**** Las filas ****
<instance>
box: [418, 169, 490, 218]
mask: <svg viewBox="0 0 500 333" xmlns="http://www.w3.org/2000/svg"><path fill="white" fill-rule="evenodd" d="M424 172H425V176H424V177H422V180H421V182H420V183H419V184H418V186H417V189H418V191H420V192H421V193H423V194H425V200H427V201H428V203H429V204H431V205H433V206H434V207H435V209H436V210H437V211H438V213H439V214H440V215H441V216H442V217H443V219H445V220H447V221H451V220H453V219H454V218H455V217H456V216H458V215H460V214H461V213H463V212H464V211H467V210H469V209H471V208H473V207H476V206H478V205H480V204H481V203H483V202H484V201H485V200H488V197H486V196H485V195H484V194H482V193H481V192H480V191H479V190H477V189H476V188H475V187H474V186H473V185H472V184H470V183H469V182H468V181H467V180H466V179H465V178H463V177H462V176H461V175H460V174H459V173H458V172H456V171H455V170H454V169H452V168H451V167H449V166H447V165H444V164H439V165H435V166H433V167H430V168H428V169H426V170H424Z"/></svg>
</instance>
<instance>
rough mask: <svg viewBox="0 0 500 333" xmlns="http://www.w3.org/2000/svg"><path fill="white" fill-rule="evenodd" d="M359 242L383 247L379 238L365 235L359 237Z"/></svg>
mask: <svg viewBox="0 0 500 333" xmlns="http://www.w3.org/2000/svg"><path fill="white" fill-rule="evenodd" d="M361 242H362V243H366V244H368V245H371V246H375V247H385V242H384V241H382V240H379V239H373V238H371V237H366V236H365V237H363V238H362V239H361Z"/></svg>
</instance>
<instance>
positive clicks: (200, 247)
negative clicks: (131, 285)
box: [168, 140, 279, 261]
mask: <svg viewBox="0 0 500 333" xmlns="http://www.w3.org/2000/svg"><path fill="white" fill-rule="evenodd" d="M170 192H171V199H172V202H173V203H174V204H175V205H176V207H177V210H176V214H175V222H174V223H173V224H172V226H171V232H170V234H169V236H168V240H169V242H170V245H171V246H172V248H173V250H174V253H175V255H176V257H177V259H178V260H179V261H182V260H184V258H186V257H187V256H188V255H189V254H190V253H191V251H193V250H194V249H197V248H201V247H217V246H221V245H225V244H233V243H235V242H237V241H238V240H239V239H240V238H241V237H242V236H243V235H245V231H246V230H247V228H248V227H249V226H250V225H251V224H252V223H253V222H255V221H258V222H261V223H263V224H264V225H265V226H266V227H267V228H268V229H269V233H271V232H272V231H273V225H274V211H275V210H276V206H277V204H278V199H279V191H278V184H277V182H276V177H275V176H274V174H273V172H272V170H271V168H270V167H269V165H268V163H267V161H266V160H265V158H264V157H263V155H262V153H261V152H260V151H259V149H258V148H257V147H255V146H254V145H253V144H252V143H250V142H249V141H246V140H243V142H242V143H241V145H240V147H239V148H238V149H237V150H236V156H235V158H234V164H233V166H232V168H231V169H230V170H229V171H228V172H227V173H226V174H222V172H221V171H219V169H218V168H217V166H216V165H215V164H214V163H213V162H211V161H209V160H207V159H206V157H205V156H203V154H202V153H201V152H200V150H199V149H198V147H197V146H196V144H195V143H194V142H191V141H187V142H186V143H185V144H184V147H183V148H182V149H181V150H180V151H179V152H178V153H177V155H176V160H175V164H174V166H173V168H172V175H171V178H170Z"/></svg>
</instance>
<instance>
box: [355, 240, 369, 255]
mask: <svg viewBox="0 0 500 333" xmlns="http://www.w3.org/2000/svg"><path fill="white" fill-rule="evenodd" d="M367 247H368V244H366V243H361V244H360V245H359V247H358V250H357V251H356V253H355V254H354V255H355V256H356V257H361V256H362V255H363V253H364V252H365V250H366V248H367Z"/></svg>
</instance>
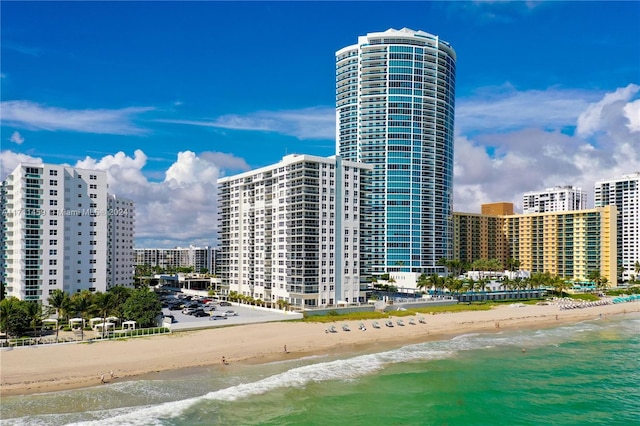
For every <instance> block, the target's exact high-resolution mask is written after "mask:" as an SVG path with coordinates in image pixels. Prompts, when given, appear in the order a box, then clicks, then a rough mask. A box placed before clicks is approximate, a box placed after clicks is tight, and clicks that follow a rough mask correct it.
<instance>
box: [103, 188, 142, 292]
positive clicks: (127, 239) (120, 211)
mask: <svg viewBox="0 0 640 426" xmlns="http://www.w3.org/2000/svg"><path fill="white" fill-rule="evenodd" d="M107 217H108V219H109V233H108V234H109V247H108V254H107V289H109V288H111V287H114V286H124V287H133V276H134V273H135V256H134V251H133V250H134V249H133V244H134V237H135V229H136V227H135V204H134V202H133V201H132V200H128V199H126V198H120V197H118V196H117V195H111V194H109V195H108V199H107Z"/></svg>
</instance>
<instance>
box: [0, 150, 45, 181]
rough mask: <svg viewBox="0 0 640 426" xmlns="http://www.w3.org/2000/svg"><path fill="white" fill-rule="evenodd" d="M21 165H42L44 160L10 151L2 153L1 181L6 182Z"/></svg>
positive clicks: (1, 154)
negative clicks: (40, 164)
mask: <svg viewBox="0 0 640 426" xmlns="http://www.w3.org/2000/svg"><path fill="white" fill-rule="evenodd" d="M20 163H30V164H42V159H41V158H37V157H32V156H30V155H26V154H19V153H17V152H13V151H9V150H5V151H0V180H4V179H5V178H6V177H7V175H8V174H9V173H11V172H12V171H13V170H14V169H15V168H16V167H18V164H20Z"/></svg>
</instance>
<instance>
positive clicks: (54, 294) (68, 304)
mask: <svg viewBox="0 0 640 426" xmlns="http://www.w3.org/2000/svg"><path fill="white" fill-rule="evenodd" d="M69 302H70V300H69V295H68V294H67V293H65V292H64V291H63V290H60V289H59V288H57V289H55V290H53V293H51V294H50V295H49V307H50V308H51V309H53V310H54V311H55V313H56V319H57V320H58V326H57V327H56V343H57V342H58V332H59V331H60V324H59V321H60V316H61V314H62V311H63V310H65V309H66V308H68V307H69Z"/></svg>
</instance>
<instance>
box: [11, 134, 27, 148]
mask: <svg viewBox="0 0 640 426" xmlns="http://www.w3.org/2000/svg"><path fill="white" fill-rule="evenodd" d="M9 140H10V141H11V142H13V143H17V144H18V145H22V142H24V138H23V137H22V135H21V134H20V133H18V132H13V133H12V134H11V137H10V138H9Z"/></svg>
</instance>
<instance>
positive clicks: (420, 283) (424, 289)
mask: <svg viewBox="0 0 640 426" xmlns="http://www.w3.org/2000/svg"><path fill="white" fill-rule="evenodd" d="M430 284H431V283H430V281H429V276H428V275H427V274H425V273H422V274H420V276H419V277H418V282H417V283H416V287H417V288H418V289H420V290H422V291H426V290H427V289H428V287H429V285H430Z"/></svg>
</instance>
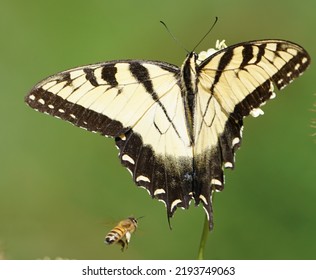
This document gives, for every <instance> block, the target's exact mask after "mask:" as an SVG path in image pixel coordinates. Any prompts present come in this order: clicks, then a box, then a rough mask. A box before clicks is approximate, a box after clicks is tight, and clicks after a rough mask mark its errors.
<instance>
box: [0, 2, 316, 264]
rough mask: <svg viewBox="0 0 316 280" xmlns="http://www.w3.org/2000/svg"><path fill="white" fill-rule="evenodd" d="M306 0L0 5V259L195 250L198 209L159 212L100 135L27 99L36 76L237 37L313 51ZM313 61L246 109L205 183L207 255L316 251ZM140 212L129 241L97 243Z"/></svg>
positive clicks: (195, 244) (86, 255)
mask: <svg viewBox="0 0 316 280" xmlns="http://www.w3.org/2000/svg"><path fill="white" fill-rule="evenodd" d="M315 11H316V4H315V1H313V0H301V1H299V2H295V1H285V0H280V1H275V0H266V1H257V2H255V1H253V0H241V1H228V0H226V1H225V0H224V1H223V0H221V1H219V0H217V1H215V0H213V1H211V0H209V1H206V0H194V1H189V0H186V1H167V0H160V1H126V0H125V1H124V0H121V1H105V0H103V1H101V0H91V1H61V0H55V1H35V0H29V1H22V0H13V1H11V0H1V10H0V21H1V25H0V29H1V44H0V56H1V60H0V71H1V72H0V79H1V91H0V95H1V102H0V114H1V116H0V120H1V132H0V133H1V134H0V135H1V138H0V144H1V145H0V156H1V161H0V165H1V166H0V258H5V259H40V258H44V257H50V258H56V257H62V258H69V259H194V258H196V256H197V250H198V245H199V240H200V235H201V231H202V226H203V220H204V211H203V209H202V208H201V207H194V206H193V204H192V205H191V208H190V209H189V210H187V211H183V210H181V209H179V210H178V211H177V212H176V213H175V216H174V218H173V219H172V220H171V222H172V226H173V230H171V231H170V230H169V228H168V224H167V219H166V210H165V207H164V205H163V204H162V203H160V202H158V201H157V200H152V199H151V198H150V197H149V196H148V194H147V192H146V191H145V190H143V189H137V188H136V187H135V186H134V184H133V182H132V179H131V177H130V175H129V173H128V172H127V171H126V169H125V168H123V167H121V165H120V163H119V160H118V158H117V154H118V151H117V150H116V148H115V146H114V141H113V140H112V139H107V138H104V137H101V136H99V135H94V134H92V133H88V132H86V131H84V130H81V129H79V128H76V127H74V126H72V125H70V124H68V123H65V122H63V121H60V120H57V119H55V118H52V117H50V116H46V115H43V114H39V113H37V112H35V111H33V110H31V109H30V108H28V107H27V106H26V105H25V104H24V102H23V99H24V96H25V95H26V94H27V93H28V91H29V90H30V89H31V87H32V86H33V85H34V84H35V83H37V82H38V81H39V80H41V79H43V78H45V77H46V76H48V75H50V74H54V73H56V72H58V71H61V70H65V69H68V68H72V67H75V66H79V65H84V64H90V63H94V62H99V61H107V60H113V59H125V58H138V59H154V60H163V61H168V62H170V63H173V64H177V65H181V63H182V61H183V60H184V58H185V54H186V53H185V51H184V50H183V49H182V48H181V47H179V45H177V44H176V43H175V42H174V41H173V40H172V39H171V37H170V36H169V35H168V33H167V32H166V31H165V29H164V28H163V27H162V25H161V24H160V23H159V21H160V20H164V21H165V22H166V23H167V24H168V26H169V28H170V29H171V30H172V31H173V33H174V34H175V35H176V37H177V38H178V39H179V40H180V41H181V42H182V44H183V45H184V46H185V47H186V48H187V49H189V50H190V49H192V48H193V46H195V45H196V43H197V42H198V41H199V40H200V39H201V37H202V36H203V35H204V34H205V32H206V31H207V30H208V29H209V27H210V26H211V24H212V23H213V21H214V18H215V16H218V17H219V22H218V23H217V25H216V27H215V28H214V29H213V31H212V32H211V34H210V35H209V36H208V37H207V38H206V39H205V40H204V41H203V43H202V44H201V45H200V46H199V48H198V49H197V51H201V50H204V49H207V48H210V47H213V46H214V43H215V40H216V39H226V43H227V44H233V43H237V42H242V41H246V40H254V39H265V38H279V39H287V40H291V41H294V42H297V43H299V44H301V45H302V46H304V47H305V48H306V49H307V50H308V51H309V53H310V55H311V56H312V58H313V57H315V45H316V37H315V30H314V29H315V26H316V17H315ZM315 74H316V70H315V64H312V66H311V67H310V68H309V70H308V71H307V72H306V73H305V74H304V75H303V76H302V77H301V78H300V79H298V80H296V81H295V82H294V83H293V84H291V85H290V86H289V87H287V88H286V89H285V90H284V91H283V92H281V93H280V94H278V98H277V99H276V100H274V101H271V102H269V104H268V105H266V106H265V107H264V108H263V109H264V111H265V115H264V116H263V117H259V118H257V119H254V118H252V117H249V118H248V119H246V120H245V129H244V139H243V144H242V147H241V150H239V151H238V152H237V156H236V168H235V170H234V171H231V170H227V171H226V185H225V190H224V191H223V192H222V193H219V194H217V195H216V198H215V205H214V212H215V229H214V231H213V232H212V233H210V235H209V238H208V242H207V246H206V252H205V258H207V259H315V258H316V239H315V236H316V211H315V210H316V203H315V199H316V174H315V169H316V141H315V140H316V139H315V137H312V136H311V135H312V134H313V133H315V132H316V131H315V129H313V128H311V121H312V120H313V118H316V113H314V112H312V110H311V109H312V108H313V104H314V103H315V101H316V96H315V95H314V94H315V93H316V88H315V80H314V79H315ZM129 215H135V216H136V217H137V216H142V215H144V216H145V218H144V219H142V220H141V221H140V223H139V230H138V231H137V232H136V233H135V234H134V235H133V236H132V240H131V244H130V247H129V249H128V250H127V251H126V252H125V253H121V251H120V249H119V247H118V246H106V245H104V244H103V239H104V236H105V234H106V233H107V231H108V230H110V229H111V227H112V226H113V225H115V223H116V222H117V221H119V220H120V219H123V218H125V217H127V216H129Z"/></svg>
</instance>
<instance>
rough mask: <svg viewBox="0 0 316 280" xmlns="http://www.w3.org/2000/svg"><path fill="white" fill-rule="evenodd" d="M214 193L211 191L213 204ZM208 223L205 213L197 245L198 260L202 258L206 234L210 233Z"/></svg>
mask: <svg viewBox="0 0 316 280" xmlns="http://www.w3.org/2000/svg"><path fill="white" fill-rule="evenodd" d="M214 194H215V192H213V194H212V201H211V202H212V204H213V200H214ZM209 230H210V229H209V223H208V219H207V215H206V214H205V217H204V226H203V230H202V235H201V240H200V247H199V252H198V260H204V248H205V245H206V241H207V237H208V234H209V233H210V231H209Z"/></svg>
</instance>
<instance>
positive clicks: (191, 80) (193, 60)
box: [181, 52, 197, 142]
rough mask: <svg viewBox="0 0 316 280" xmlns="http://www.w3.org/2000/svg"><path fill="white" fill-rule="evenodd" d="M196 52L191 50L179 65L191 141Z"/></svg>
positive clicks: (183, 104) (195, 73) (195, 68)
mask: <svg viewBox="0 0 316 280" xmlns="http://www.w3.org/2000/svg"><path fill="white" fill-rule="evenodd" d="M196 59H197V54H196V53H194V52H191V53H190V54H189V55H188V56H187V58H186V59H185V61H184V63H183V64H182V67H181V89H182V97H183V105H184V108H185V114H186V119H187V128H188V132H189V135H190V137H191V141H192V142H193V114H194V106H195V96H196V92H197V82H196V81H197V75H196V73H197V71H196V65H197V64H196Z"/></svg>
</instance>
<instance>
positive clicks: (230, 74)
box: [194, 40, 310, 214]
mask: <svg viewBox="0 0 316 280" xmlns="http://www.w3.org/2000/svg"><path fill="white" fill-rule="evenodd" d="M309 63H310V57H309V55H308V54H307V52H306V51H305V50H304V49H303V48H301V47H300V46H298V45H296V44H293V43H290V42H287V41H280V40H263V41H253V42H246V43H242V44H237V45H234V46H230V47H228V48H225V49H223V50H221V51H218V52H217V53H215V54H213V55H212V56H211V57H209V58H207V59H206V60H205V61H203V62H202V63H201V64H200V65H199V66H198V75H199V80H198V91H197V93H196V106H195V114H194V117H195V118H194V140H195V147H194V157H195V162H196V164H195V166H196V173H197V174H199V175H198V176H197V177H198V178H197V180H199V181H200V184H201V185H202V186H204V187H202V191H201V200H202V202H203V204H204V207H205V208H206V209H207V210H208V211H209V214H211V209H209V208H210V207H209V204H210V203H211V202H210V199H209V198H210V196H211V194H210V192H211V189H210V188H209V187H206V184H207V182H208V184H210V185H211V186H213V188H212V189H213V190H214V189H217V190H222V189H223V187H224V182H223V169H224V168H233V167H234V155H235V151H236V149H237V148H238V147H239V146H240V143H241V130H242V120H243V117H245V116H247V115H249V114H250V113H254V114H253V115H256V114H260V113H258V112H260V111H255V110H258V109H257V108H259V107H260V106H261V105H263V104H264V103H265V102H266V101H267V100H268V99H270V98H273V97H274V96H275V94H274V92H273V90H274V89H273V84H275V85H276V86H277V87H278V88H279V89H281V88H283V87H285V86H286V85H287V84H289V83H290V82H291V81H292V80H293V79H294V78H296V77H298V76H299V75H300V74H302V73H303V71H304V70H305V69H306V68H307V66H308V65H309ZM205 200H206V202H207V203H204V201H205Z"/></svg>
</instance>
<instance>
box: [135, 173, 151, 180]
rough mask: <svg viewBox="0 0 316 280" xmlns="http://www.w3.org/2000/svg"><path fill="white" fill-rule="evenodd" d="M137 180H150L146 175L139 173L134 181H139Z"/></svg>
mask: <svg viewBox="0 0 316 280" xmlns="http://www.w3.org/2000/svg"><path fill="white" fill-rule="evenodd" d="M139 181H143V182H150V180H149V178H148V177H146V176H143V175H139V176H138V177H137V178H136V182H139Z"/></svg>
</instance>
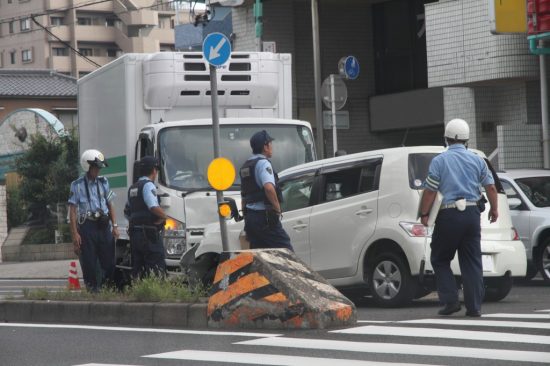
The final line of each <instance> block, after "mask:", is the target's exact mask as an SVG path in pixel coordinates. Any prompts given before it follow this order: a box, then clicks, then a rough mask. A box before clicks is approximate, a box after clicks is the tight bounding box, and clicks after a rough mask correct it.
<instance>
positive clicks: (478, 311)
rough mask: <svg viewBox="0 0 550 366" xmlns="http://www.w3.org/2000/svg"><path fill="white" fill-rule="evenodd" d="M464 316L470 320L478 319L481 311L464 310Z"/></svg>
mask: <svg viewBox="0 0 550 366" xmlns="http://www.w3.org/2000/svg"><path fill="white" fill-rule="evenodd" d="M466 316H471V317H472V318H479V317H480V316H481V311H479V310H466Z"/></svg>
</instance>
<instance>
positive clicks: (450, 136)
mask: <svg viewBox="0 0 550 366" xmlns="http://www.w3.org/2000/svg"><path fill="white" fill-rule="evenodd" d="M469 135H470V129H469V127H468V124H467V123H466V121H464V120H462V119H453V120H451V121H450V122H449V123H448V124H447V126H446V127H445V136H444V137H445V140H446V143H447V144H448V145H449V148H448V150H447V151H445V152H443V153H441V154H440V155H438V156H436V157H435V158H434V159H433V160H432V162H431V164H430V167H429V171H428V177H427V178H426V181H425V183H424V187H425V191H424V195H423V196H422V202H421V222H422V224H424V225H426V226H427V223H428V216H429V212H430V209H431V206H432V204H433V202H434V198H435V196H436V194H437V191H439V192H441V194H442V195H443V201H442V203H441V209H440V211H439V213H438V215H437V218H436V221H435V228H434V232H433V235H432V243H431V249H432V253H431V258H430V259H431V263H432V266H433V269H434V271H435V277H436V283H437V292H438V295H439V300H440V302H441V303H442V304H443V305H444V307H443V308H441V309H440V310H439V312H438V314H439V315H451V314H453V313H455V312H458V311H460V309H461V306H460V303H459V301H458V290H457V286H456V281H455V278H454V276H453V272H452V270H451V267H450V262H451V261H452V259H453V258H454V256H455V253H456V252H457V251H458V260H459V264H460V271H461V275H462V283H463V290H464V305H465V306H466V315H467V316H471V317H479V316H481V302H482V300H483V296H484V285H483V267H482V263H481V245H480V236H481V228H480V207H478V201H479V200H480V197H481V194H480V188H481V186H484V187H485V192H486V193H487V197H488V199H489V203H490V205H491V208H490V210H489V220H490V222H495V221H496V220H497V218H498V198H497V190H496V188H495V184H494V178H493V175H492V174H491V172H490V171H489V169H488V167H487V164H486V163H485V161H484V160H483V159H482V158H481V157H479V156H478V155H476V154H475V153H473V152H471V151H468V150H467V148H466V144H467V141H468V139H469V137H470V136H469Z"/></svg>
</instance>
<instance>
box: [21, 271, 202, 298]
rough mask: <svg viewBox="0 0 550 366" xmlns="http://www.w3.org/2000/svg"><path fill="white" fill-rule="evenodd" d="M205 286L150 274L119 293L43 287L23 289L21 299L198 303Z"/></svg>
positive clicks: (101, 290) (105, 287)
mask: <svg viewBox="0 0 550 366" xmlns="http://www.w3.org/2000/svg"><path fill="white" fill-rule="evenodd" d="M207 293H208V291H207V289H205V288H203V287H194V286H190V285H189V284H188V283H187V282H186V281H185V279H184V278H182V277H157V276H154V275H151V276H148V277H145V278H143V279H139V280H135V281H134V282H133V283H132V286H130V287H128V288H125V289H124V290H123V291H122V292H119V291H117V290H115V289H113V288H110V287H104V288H102V289H101V290H100V291H99V292H97V293H93V292H88V291H86V290H82V291H70V290H65V291H59V292H48V291H47V290H45V289H38V290H29V289H24V290H23V297H24V298H25V300H58V301H127V302H199V301H201V300H202V298H204V297H206V296H207Z"/></svg>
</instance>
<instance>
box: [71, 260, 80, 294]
mask: <svg viewBox="0 0 550 366" xmlns="http://www.w3.org/2000/svg"><path fill="white" fill-rule="evenodd" d="M68 287H69V290H80V281H78V273H77V271H76V262H75V261H72V262H71V265H70V266H69V286H68Z"/></svg>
****
**Qué hacer:**
Reúne cada línea de las filas anteriores que contenga la palabra "negative", respetando mayúsculas y minúsculas.

**Respuesta:**
negative clicks: (131, 285)
negative clicks: (40, 164)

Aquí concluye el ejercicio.